--- TASK GOAL ---
Could you find each line of the data below that contains the word "concrete" and copy those lines?

--- PROVIDED MATERIAL ---
****************

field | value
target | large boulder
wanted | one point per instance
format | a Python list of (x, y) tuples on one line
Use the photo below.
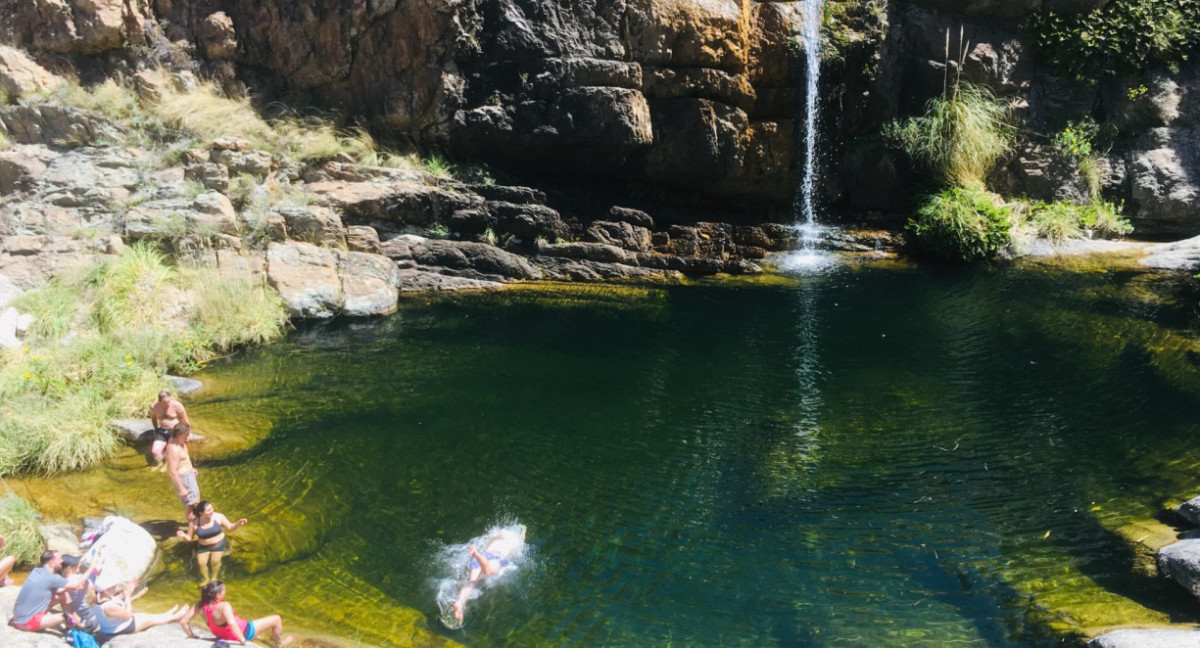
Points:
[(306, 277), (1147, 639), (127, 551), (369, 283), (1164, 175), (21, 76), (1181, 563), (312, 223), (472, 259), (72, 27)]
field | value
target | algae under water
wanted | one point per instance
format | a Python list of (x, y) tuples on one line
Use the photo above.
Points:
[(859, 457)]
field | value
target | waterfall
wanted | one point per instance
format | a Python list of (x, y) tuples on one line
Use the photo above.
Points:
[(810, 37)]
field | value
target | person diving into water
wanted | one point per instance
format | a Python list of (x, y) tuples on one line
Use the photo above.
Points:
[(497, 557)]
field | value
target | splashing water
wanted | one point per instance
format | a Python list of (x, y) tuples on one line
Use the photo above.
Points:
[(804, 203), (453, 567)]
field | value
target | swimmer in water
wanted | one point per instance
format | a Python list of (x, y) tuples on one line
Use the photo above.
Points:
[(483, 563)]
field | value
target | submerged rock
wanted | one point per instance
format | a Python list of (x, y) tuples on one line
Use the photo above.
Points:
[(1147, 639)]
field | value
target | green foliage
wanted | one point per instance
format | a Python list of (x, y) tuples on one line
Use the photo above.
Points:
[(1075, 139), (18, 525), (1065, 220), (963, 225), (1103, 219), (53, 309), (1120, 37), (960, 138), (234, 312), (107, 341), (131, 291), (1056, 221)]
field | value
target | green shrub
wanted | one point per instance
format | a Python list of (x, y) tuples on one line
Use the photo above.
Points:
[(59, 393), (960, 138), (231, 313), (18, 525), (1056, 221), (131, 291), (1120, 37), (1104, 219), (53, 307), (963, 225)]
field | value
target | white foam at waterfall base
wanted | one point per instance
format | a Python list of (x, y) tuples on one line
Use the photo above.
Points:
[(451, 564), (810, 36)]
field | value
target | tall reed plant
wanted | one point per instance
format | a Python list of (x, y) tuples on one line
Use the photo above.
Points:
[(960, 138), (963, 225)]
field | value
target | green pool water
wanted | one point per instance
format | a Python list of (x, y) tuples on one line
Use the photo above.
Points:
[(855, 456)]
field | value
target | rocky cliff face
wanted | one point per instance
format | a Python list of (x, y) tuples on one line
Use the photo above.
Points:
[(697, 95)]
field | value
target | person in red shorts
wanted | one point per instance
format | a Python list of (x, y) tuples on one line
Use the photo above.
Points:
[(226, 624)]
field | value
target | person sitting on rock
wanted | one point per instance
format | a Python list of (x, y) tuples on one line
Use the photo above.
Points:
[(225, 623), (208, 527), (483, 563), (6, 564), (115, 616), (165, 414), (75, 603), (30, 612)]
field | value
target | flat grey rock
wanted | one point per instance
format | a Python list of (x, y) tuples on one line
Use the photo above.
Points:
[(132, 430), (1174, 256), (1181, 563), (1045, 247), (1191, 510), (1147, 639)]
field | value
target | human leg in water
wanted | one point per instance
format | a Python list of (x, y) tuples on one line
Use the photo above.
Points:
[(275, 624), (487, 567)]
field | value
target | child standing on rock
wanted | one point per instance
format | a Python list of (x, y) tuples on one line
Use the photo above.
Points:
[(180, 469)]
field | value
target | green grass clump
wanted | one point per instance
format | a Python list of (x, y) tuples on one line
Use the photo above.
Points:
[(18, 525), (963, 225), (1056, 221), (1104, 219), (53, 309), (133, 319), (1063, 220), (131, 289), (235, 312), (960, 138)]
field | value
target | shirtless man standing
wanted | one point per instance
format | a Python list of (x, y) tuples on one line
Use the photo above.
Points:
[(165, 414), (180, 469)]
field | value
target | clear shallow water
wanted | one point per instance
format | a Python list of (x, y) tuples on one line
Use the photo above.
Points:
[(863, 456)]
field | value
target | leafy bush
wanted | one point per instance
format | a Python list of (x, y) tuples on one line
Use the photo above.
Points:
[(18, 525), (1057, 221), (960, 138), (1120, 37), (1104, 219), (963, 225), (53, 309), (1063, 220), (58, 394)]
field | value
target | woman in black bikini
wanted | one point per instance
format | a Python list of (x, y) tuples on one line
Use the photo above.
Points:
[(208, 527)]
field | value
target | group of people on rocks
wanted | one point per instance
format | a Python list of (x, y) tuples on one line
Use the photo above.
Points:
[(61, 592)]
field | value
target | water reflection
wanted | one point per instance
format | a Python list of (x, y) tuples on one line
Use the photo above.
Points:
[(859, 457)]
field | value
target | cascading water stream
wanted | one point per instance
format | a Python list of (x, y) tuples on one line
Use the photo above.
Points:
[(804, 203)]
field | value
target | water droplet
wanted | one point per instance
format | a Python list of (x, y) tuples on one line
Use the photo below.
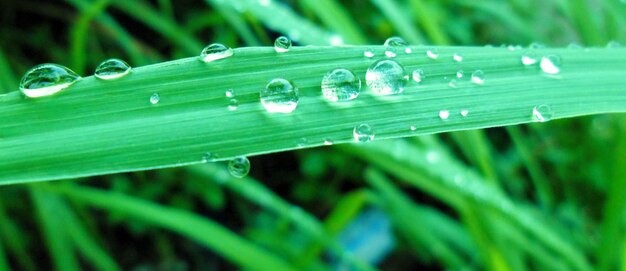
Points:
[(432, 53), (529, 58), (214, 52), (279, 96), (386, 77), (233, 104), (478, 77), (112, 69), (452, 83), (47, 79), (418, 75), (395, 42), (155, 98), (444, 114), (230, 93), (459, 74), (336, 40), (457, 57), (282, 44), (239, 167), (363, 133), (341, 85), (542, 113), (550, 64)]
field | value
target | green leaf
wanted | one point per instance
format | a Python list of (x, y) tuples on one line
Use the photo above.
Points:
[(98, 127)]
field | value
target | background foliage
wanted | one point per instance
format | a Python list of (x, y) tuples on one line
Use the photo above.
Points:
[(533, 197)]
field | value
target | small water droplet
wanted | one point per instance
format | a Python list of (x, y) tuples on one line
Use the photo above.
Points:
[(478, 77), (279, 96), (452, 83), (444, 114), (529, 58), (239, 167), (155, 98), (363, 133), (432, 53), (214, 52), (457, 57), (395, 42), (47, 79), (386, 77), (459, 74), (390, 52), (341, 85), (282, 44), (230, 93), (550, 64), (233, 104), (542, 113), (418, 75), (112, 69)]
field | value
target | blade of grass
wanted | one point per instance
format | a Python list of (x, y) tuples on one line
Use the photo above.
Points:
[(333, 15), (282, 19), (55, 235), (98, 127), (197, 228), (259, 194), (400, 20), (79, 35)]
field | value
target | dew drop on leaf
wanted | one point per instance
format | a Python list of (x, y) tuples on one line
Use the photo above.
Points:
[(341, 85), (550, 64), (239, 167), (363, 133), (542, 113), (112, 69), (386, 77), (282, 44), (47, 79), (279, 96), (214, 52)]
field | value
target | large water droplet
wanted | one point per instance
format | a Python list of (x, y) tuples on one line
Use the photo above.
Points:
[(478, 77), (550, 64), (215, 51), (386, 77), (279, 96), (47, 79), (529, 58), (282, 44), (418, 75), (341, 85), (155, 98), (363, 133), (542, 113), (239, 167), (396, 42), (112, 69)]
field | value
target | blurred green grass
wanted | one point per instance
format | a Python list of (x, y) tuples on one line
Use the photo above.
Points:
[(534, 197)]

****************

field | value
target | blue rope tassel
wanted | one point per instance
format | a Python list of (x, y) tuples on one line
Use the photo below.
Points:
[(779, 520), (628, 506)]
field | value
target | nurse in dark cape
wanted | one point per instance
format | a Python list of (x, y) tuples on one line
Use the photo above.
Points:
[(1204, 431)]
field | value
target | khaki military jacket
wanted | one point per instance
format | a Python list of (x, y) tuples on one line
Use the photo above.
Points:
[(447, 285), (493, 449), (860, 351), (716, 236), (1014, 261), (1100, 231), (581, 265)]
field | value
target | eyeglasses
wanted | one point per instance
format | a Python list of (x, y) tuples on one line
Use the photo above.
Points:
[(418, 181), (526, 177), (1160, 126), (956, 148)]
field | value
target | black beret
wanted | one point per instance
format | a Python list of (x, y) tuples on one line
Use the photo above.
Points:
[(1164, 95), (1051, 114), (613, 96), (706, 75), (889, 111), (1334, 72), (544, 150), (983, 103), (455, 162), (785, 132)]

****************

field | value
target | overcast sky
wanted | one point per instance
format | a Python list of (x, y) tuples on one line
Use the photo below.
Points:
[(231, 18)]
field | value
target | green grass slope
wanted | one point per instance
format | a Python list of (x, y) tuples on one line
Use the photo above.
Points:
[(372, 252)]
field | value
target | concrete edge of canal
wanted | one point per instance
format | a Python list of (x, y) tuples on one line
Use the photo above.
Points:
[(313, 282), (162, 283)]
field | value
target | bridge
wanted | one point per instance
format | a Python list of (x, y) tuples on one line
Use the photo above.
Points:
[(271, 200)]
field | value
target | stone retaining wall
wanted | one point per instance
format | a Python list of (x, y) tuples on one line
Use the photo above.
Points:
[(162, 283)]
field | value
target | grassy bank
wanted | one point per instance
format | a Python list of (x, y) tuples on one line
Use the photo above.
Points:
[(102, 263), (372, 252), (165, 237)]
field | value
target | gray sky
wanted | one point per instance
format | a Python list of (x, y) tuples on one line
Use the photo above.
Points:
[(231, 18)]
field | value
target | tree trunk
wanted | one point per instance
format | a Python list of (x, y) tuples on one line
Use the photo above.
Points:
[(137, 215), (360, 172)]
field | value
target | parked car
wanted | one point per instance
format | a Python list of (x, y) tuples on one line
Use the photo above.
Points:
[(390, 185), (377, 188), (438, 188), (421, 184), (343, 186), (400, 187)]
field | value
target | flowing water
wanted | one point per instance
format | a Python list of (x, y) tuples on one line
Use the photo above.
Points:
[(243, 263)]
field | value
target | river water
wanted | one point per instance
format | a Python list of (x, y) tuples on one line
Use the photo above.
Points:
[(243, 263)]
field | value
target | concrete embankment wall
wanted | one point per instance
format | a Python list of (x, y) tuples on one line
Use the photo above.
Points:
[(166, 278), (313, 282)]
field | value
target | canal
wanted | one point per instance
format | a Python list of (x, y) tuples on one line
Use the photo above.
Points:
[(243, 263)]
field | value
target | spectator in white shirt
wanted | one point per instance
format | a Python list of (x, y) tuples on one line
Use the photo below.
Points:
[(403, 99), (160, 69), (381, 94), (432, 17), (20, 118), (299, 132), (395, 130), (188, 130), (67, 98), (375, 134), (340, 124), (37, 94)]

****************

--- FINAL ANSWER ---
target | concrete edge of canal
target | concrete embankment wall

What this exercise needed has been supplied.